▸ **Material to process**:
- - - - - - -
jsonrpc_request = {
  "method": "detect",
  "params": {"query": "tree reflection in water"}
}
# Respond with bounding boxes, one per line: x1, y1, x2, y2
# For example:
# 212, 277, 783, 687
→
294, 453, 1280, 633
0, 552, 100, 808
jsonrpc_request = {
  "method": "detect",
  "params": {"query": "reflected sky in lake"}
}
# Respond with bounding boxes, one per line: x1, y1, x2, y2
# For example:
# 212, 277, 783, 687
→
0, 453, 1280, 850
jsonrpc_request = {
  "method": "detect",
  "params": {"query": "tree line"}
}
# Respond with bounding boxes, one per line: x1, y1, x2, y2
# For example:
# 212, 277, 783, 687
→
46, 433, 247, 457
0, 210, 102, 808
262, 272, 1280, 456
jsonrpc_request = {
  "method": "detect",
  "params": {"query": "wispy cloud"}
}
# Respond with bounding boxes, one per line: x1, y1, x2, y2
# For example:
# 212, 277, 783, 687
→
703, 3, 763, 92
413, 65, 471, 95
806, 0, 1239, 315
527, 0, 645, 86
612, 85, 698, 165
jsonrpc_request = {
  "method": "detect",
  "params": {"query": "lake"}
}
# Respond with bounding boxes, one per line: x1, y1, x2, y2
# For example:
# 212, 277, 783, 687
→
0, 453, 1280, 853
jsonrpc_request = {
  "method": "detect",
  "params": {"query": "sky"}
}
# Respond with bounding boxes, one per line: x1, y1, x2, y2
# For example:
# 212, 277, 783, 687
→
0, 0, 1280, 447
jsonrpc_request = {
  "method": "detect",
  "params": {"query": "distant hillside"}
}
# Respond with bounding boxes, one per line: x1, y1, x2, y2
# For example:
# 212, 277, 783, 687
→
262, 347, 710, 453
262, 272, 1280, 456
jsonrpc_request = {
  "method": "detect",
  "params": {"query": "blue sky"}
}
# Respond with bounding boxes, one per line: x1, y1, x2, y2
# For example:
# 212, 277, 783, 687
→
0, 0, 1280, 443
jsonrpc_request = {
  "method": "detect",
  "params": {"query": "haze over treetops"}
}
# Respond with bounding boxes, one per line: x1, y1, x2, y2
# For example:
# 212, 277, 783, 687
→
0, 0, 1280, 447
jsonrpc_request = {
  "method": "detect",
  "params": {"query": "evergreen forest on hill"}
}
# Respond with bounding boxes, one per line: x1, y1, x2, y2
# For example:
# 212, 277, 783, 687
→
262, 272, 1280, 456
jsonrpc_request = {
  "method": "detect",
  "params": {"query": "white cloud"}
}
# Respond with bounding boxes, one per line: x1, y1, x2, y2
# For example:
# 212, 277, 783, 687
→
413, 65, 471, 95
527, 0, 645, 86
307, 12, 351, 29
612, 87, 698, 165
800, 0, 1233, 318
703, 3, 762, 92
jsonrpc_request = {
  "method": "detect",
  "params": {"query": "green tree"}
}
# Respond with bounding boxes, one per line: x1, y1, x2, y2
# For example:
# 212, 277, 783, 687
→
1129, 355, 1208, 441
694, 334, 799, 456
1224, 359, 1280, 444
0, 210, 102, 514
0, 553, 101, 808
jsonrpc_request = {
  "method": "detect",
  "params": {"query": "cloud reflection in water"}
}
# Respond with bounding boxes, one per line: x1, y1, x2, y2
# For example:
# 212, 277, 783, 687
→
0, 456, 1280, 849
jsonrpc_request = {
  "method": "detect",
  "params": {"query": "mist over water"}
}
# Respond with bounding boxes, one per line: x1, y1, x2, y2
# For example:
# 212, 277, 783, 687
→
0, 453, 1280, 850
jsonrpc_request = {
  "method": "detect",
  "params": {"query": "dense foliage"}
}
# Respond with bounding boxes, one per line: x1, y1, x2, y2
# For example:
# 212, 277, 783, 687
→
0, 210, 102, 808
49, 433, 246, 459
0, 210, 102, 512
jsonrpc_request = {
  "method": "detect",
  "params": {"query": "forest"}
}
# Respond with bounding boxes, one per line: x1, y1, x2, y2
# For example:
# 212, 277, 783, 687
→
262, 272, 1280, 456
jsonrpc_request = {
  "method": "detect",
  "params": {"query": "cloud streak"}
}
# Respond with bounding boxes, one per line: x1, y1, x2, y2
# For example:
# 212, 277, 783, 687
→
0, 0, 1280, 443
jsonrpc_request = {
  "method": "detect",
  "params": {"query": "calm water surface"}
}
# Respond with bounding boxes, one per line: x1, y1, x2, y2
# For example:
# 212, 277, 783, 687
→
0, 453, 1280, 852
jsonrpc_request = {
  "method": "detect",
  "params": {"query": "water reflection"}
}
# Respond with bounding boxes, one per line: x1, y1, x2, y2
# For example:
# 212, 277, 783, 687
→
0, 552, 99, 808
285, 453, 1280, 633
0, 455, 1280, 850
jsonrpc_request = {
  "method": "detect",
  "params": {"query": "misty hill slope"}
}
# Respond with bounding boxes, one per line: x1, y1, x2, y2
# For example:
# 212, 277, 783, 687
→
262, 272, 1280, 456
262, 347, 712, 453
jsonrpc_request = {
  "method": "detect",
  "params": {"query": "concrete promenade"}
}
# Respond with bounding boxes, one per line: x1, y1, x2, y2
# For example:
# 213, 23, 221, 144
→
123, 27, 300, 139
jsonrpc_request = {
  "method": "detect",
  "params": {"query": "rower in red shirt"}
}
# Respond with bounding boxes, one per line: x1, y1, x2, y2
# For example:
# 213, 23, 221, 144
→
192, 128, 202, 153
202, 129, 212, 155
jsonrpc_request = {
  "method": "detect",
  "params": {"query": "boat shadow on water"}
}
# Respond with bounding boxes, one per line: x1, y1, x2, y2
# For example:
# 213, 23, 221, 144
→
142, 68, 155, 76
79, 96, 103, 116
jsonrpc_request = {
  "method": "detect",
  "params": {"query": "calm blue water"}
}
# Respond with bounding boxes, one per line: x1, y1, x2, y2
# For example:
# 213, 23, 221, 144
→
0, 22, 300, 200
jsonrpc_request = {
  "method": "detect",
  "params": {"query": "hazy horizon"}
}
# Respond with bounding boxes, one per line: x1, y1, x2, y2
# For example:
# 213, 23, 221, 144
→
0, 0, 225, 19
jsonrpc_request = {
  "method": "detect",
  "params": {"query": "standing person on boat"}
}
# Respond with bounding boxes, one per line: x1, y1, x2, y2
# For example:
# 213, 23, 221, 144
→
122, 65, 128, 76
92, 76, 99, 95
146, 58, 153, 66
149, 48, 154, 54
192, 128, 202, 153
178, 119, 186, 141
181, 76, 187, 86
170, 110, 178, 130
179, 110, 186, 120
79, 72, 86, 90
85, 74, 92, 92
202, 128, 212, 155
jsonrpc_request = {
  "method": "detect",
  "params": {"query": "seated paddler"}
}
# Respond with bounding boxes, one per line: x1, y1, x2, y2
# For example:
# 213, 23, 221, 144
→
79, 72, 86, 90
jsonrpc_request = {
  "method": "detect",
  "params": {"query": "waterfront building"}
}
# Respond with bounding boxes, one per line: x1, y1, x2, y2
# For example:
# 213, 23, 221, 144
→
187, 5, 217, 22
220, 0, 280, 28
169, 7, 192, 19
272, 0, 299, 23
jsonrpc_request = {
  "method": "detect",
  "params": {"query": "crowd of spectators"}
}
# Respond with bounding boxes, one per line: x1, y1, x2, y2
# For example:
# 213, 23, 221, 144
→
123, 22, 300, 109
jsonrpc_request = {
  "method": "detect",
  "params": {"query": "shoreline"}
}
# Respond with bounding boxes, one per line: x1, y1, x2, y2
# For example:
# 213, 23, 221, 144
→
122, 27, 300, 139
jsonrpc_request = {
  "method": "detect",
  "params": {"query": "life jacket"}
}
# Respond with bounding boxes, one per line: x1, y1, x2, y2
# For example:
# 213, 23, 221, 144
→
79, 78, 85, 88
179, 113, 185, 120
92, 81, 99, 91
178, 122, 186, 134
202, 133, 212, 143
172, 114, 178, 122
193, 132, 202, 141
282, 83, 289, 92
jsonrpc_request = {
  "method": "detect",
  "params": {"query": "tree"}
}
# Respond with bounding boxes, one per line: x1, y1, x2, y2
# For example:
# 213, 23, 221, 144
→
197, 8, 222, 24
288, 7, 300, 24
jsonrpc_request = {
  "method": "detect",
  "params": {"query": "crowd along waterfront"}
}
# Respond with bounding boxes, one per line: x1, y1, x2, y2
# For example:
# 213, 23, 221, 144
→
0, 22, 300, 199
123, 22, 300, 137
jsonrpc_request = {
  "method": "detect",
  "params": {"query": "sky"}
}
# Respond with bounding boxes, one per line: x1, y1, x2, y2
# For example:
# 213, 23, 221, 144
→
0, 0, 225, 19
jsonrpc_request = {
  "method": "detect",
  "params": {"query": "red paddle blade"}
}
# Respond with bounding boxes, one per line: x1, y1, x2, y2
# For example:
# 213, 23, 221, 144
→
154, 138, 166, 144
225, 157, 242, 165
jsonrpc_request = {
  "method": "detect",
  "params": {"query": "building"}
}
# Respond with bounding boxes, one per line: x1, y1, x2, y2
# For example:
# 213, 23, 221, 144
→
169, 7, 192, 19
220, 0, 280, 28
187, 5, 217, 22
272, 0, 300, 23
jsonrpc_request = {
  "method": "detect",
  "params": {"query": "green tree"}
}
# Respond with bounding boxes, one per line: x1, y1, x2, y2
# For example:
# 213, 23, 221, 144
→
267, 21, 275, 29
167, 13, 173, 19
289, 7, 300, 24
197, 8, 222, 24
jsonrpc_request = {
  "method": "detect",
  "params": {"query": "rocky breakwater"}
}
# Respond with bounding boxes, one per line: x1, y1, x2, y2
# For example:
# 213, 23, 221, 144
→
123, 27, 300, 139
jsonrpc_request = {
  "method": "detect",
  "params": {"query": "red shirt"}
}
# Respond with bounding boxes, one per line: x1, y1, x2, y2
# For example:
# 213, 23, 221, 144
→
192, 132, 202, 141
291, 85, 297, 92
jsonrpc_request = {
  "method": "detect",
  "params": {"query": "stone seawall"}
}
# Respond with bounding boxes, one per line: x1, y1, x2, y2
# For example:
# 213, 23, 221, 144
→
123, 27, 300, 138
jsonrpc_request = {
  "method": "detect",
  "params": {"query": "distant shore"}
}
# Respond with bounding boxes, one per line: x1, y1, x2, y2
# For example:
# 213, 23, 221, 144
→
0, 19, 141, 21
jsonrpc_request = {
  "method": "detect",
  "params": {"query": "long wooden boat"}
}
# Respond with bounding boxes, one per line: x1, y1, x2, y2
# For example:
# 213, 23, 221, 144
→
- - - - - - -
Rewrite the records from their start through the line containing "0, 552, 100, 808", substituting "reflection of trees in the water" for "tree reflection in water" and leaving everything else unchanged.

▸ **Written reply**:
jsonrpc_request = {
  "method": "detect",
  "params": {"query": "reflection of trees in the water"}
}
# Respond with bounding boxes, one per line: x1, y1, x2, y2
# For example:
# 212, 277, 783, 687
→
294, 453, 1280, 633
0, 552, 100, 808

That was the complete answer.